§ **Work to complete**:
#1 Please retype the comment thread about artists sharing techniques below, starting at "A good teacher" and ending at "teacher, isn't it?".
#2 Write the next part of the comment thread about artists sharing techniques, carrying on from its final sentence.

··· Text passage

Does it all come down to knowing who we are dealing with before opening a vein for them? When artists ask technique questions in a gallery opening, I find that inappropriate. It's better to ask, "Do you teach technique" and then schedule and pay for a class but don't ask for it for free.
Friends share and asking is fine but we can be respectful if a friend politely turns down a request for information. Understand that she may have been burned in the past.
I am horrified when novices teach, even at the community center level. Stealing a syllabus or language or an exact supply list is patently wrong. Paraphrasing concepts is fine, but give credit where it's due. That's the mark of a professional.
Lisa, YES, teaching means sharing generously.
A good teacher isn't teaching how to do her own technique as much as she's there to help each artist develop her own repertoire. The class is more about the students than the teacher, isn't it?
The best teachers are the ones with teaching experience in addition to knowledge of the subject at hand. I hear unbelievable stories of bad teaching, selfish teachers, wrong information.
Mike suggests publishing the names of those who do wrong. Really, we all do share that information. In this size community anyone who thinks negative information remains secret is kidding herself.

Dora Ficher said...

What a great post Joanne!
I think that the bottom line is competition and jelousy. It is so hard for many artists...people...to accept the success of others and be happy for them. We live in such a competitive world that it makes everyone feel like they have to be better, smarter, more successful, etc...etc...It's exhausting. Because of this, many people are so needy, they want attention...and they think that if this or that "artist" is doing this and getting lots of attention, sales....etc...then maybe I should try to do this and that. You will never find your own voice that way...you need to relax, enjoy the process and do what feel good to you...using all the technics that you have learned.

lucy mink said...

I used to teach small children art it was about sharing, not copying each other and not rushing to finish your work, I taught in a way that encouraged them to work over longer periods of time. I think its an important thing as an artist to learn and I think its good to teach this at a young age. Kids can move fast in Gym class, I wanted art to be a place where your mind could wander a bit. As far as in the grown up world I continue to do what I can, I had a wonderful painter help me in Syracuse and I am constantly wanting to help those who are passionate about what they are doing. I love what Eva said "If you can make a work that is very much you, I defy someone to be able to copy it, or at least for very long."

Great post Joanne!

Terri Miller said...

Great article, Joanne, and some really great comments.

······
··· Dataset entries

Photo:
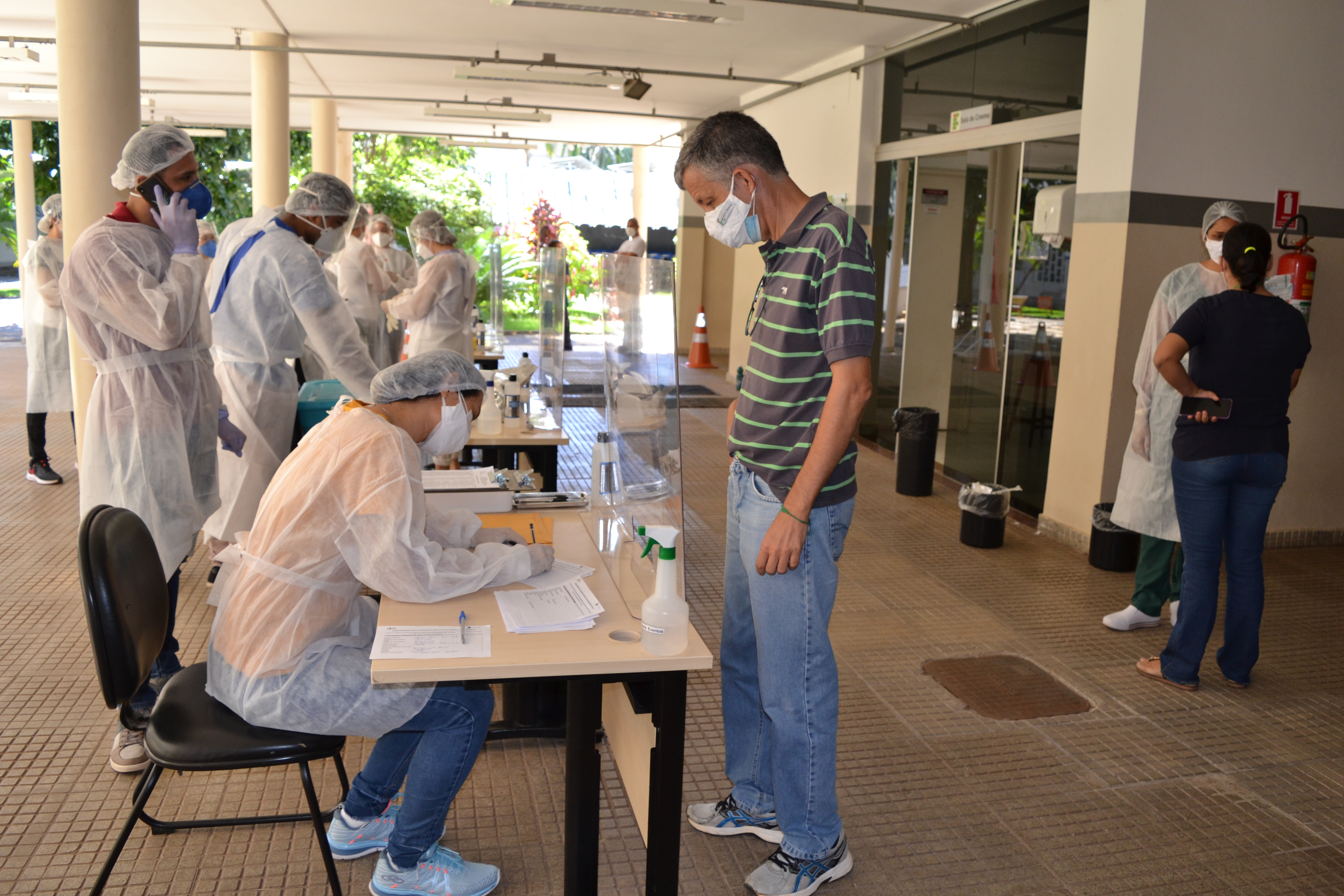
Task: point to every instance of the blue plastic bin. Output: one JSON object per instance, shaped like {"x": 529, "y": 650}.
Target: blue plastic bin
{"x": 315, "y": 400}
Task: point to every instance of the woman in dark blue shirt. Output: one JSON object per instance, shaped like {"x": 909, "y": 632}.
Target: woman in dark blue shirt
{"x": 1249, "y": 347}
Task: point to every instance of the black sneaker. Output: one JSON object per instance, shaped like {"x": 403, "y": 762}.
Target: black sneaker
{"x": 42, "y": 473}
{"x": 784, "y": 875}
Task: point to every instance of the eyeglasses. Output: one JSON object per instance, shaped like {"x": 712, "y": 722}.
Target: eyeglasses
{"x": 760, "y": 295}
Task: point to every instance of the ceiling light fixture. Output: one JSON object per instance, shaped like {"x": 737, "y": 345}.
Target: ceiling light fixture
{"x": 494, "y": 115}
{"x": 666, "y": 10}
{"x": 636, "y": 88}
{"x": 564, "y": 78}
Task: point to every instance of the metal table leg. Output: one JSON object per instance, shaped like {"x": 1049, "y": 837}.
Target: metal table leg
{"x": 666, "y": 761}
{"x": 582, "y": 786}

······

§ **Answers to the problems**:
#1
A good teacher isn't teaching how to do her own technique as much as she's there to help each artist develop her own repertoire. The class is more about the students than the teacher, isn't it?

#2
I'm both a painter and photographer, and my photography is based on a niche market of equestrian sports. Several years ago, a group of us pros thought that it would be a wonderful idea to start a network that allowed us to share techniques, business practices and the like. As the group grew and began to accept less experienced photographers into the fold (with the intended purpose of creating some consistency in business practices throughout the industry) we realized that the generosity of the older pros was being taken advantage of. The newbies started setting up shop in our neighborhoods, using the knowledge that we had shared, competing with us for market share. The pros all left the group, leaving the newbies to share with each other, but the damage was done, a case of the law of unintended consequences.

Having said that, we are in a period of knowledge sharing that has never before been seen on the planet. If I post something new and exciting on my blog or on Facebook, I can be pretty sure that other artists and photographers will be reverse engineering what I posted in order to incorporate it into their own work - as I find myself doing exactly the same thing when I see work posted that I appreciate. I see a proliferation of works using techniques, subject matter and approach that a few years ago were the domain of particular artists. Each time I post a piece of work, I know it's a tradeoff between promoting the work and handing off hard-won knowledge to the "universe" of other artists.

Will this become a race to the bottom in the aspects of pricing and worth of artwork? Or is it a race to the top in a worldwide blossoming of creativity?

Nancy Natale said...

Thanks for this great post, Joanne, and thanks also to all who made the insightful comments. I'm sure that all practicing artists must come up against these concerns. Walking the line between generously sharing your knowledge and shooting yourself in the pocketbook is difficult to determine. I have usually tried to share what I know with other artists but if I don't get reciprocity, I stop sharing. It can't be all take and no give.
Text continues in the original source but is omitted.